## Texte extrait
========

Croire et savoir.
Lettre de Mgr jaeger Eglise d'Arras 20-2008
Où sommes-nous
Méditation, par le Mouvement chrétien des retraités Un pape n’échappe pas à la règle commune. La mission qu’exerce le successeur de Pierre appelle celui qui la reçoit à la nouveauté qu’implique, pour lui, la charge. Il reste, cependant, marqué par sa propre personnalité et son histoire.
Nul ne peut demander à Benoît XVI de renoncer à sa passion de la recherche théologique et de l’enseignement, même s’il doit, parfois, regretter de ne plus pouvoir leur accorder tout le temps qu’ils méritent. L’Église Universelle ne peut que tirer profit de cette spécificité qui, sous l’actuel pontificat, nous invite à redécouvrir quelques fondements que d’autres préoccupations et urgences nous avaient peut-être fait perdre de vue.
Le Saint Père ne manque pas une occasion d’évoquer dans ses interventions les relations entre la foi et la raison. En soi, l’exercice est plutôt classique. Saint Thomas d’Aquin, pour ne citer que lui, s’y est magistralement appliqué. Nous ne sommes plus au Moyen Âge. L’essor scientifique, les découvertes technologiques, le choc des cultures, obligent à reprendre cette question à frais nouveaux. Benoît XVI s’y applique avec un rare plaisir et un réel intérêt.
Pour beaucoup de nos contemporains, la foi et la raison ne peuvent que se développer séparément et de manière antagoniste. Il est stupéfiant de rencontrer des chercheurs et des savants très pointus dans leur domaine d’investigation qui enferment la foi dans des images et des perceptions d’un infantilisme ahurissant. Pour les uns, il faut ignorer au laboratoire ce qu’ils vivent à l’oratoire et vice versa. Pour les autres, un fondamentalisme étroit préside à la lecture des Écritures ainsi qu’à à la compréhension du dogme et des textes magistériels de l’Église.

========

## Extrait de données
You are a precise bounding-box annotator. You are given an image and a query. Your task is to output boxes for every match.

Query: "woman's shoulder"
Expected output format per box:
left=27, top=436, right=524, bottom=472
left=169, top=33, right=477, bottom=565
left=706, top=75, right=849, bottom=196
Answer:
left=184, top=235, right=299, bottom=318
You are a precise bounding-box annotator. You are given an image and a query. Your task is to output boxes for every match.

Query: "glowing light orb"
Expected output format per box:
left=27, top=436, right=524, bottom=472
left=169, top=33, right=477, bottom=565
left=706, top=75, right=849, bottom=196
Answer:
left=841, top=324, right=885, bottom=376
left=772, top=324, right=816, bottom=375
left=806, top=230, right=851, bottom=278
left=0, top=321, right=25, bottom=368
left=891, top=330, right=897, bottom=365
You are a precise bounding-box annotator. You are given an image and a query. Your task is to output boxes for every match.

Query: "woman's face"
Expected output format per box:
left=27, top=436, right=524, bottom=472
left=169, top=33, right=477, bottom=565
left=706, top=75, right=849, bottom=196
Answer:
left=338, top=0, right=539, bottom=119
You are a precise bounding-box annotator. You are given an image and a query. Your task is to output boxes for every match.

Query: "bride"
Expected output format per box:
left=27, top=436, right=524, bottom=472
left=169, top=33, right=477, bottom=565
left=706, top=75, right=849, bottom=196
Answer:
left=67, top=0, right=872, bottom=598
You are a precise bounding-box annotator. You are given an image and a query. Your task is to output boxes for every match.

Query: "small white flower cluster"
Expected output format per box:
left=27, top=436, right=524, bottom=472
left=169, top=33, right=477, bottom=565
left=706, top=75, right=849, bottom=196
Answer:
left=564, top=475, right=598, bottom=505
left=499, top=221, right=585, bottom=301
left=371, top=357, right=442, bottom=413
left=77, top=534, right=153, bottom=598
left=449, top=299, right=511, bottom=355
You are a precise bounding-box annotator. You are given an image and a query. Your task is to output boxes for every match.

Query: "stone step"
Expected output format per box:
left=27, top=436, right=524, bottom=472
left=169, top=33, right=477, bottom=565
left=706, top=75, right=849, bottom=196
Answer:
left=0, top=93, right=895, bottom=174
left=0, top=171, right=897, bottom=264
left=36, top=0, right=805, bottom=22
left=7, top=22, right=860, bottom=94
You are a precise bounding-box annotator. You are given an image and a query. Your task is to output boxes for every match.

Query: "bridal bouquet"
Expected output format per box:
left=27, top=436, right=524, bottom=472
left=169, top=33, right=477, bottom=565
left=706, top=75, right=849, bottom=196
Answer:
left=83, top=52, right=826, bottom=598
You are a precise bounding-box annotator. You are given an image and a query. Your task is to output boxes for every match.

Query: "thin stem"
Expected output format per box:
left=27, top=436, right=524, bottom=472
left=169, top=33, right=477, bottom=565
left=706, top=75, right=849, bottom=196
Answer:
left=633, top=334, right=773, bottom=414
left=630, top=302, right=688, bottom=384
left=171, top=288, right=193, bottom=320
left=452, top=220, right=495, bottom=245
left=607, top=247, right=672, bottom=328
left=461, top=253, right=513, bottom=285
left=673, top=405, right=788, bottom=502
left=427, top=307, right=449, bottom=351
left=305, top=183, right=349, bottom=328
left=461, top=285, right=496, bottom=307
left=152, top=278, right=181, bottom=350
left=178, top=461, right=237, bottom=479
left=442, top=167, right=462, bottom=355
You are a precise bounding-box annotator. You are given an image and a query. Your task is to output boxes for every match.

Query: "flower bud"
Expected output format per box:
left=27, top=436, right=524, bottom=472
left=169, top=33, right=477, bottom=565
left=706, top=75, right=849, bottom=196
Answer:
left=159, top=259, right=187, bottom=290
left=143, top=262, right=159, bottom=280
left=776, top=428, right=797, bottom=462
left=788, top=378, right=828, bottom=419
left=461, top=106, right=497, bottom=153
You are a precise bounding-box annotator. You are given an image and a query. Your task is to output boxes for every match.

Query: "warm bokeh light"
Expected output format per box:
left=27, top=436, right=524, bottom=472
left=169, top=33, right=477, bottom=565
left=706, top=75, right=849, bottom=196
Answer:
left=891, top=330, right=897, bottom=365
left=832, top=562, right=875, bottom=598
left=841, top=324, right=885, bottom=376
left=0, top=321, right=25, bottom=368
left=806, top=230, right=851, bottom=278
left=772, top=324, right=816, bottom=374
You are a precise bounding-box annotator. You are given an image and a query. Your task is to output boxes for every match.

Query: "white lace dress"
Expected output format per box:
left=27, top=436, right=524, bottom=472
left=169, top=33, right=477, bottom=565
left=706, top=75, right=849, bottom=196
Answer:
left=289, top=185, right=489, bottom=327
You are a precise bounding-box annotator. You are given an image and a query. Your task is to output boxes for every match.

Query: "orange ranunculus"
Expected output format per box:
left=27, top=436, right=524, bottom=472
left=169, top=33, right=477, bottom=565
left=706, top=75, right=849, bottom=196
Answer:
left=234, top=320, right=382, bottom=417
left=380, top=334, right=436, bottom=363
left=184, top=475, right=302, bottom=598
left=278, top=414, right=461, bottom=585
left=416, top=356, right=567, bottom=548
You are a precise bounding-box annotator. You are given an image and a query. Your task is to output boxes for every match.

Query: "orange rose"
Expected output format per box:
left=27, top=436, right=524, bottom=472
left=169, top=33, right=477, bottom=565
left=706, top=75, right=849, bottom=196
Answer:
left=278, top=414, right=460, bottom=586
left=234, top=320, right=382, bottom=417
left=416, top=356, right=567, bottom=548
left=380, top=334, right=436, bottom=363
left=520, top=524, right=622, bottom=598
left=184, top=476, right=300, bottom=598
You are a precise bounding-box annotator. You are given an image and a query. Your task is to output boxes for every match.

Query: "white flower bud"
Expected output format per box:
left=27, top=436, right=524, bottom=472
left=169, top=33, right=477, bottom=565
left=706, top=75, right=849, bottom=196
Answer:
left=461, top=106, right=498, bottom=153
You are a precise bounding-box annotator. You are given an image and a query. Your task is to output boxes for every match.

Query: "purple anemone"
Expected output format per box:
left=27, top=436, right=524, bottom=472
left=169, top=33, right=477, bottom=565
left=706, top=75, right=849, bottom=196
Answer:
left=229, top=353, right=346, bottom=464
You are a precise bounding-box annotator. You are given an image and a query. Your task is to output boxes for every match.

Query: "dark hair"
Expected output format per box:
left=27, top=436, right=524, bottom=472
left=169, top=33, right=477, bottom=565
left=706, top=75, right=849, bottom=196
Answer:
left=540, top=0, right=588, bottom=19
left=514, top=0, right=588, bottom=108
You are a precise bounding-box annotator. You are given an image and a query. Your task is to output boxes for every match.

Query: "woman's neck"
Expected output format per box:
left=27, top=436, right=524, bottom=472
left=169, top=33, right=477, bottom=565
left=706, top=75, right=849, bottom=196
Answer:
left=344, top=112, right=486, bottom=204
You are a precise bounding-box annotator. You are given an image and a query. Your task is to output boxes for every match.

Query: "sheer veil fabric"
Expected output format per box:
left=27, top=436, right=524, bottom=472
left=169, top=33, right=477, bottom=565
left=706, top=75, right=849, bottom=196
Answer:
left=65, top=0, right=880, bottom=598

========

## Consignes écrites
1. Dans la méditation sur la foi et la raison, quel saint est cité comme s'étant magistralement appliqué à l'étude des relations entre la foi et la raison ?
2. Énumérez tous les facteurs qui, selon la méditation sur la foi et la raison, obligent à reprendre à frais nouveaux la question des relations entre la foi et la raison.
3. Prolongez la méditation sur la foi et la raison à partir de sa dernière phrase.

## Réponses par consigne
1. Saint Thomas d'Aquin.

2.
- L'essor scientifique
- Les découvertes technologiques
- Le choc des cultures

3.
La foi et la raison ne se confondent pas. Elles ne s’imposent pas l’une à l’autre. Elles mettent en œuvre des démarches et des méthodes différentes qui garantissent leur autonomie. Elles ne s’excluent pas, pour autant, l’une ou l’autre. Comment pourrait-il en être autrement si, pour le croyant, l’être humain, tout être humain, est créé à l’image de Dieu. Par le juste et droit exercice de sa raison, il lui est possible, avec d’autres, d’accéder au projet même de Dieu qui crée et fait vivre.
La lumière de la foi est précieuse. Elle éclaire, guide, oriente, elle donne en espérance ce qu’au fil des jours de l’histoire, l’homme cherche, ce à quoi il aspire. Elle révèle aussi la blessure de l’être humain et ses conséquences, y compris dans le fonctionnement de la raison.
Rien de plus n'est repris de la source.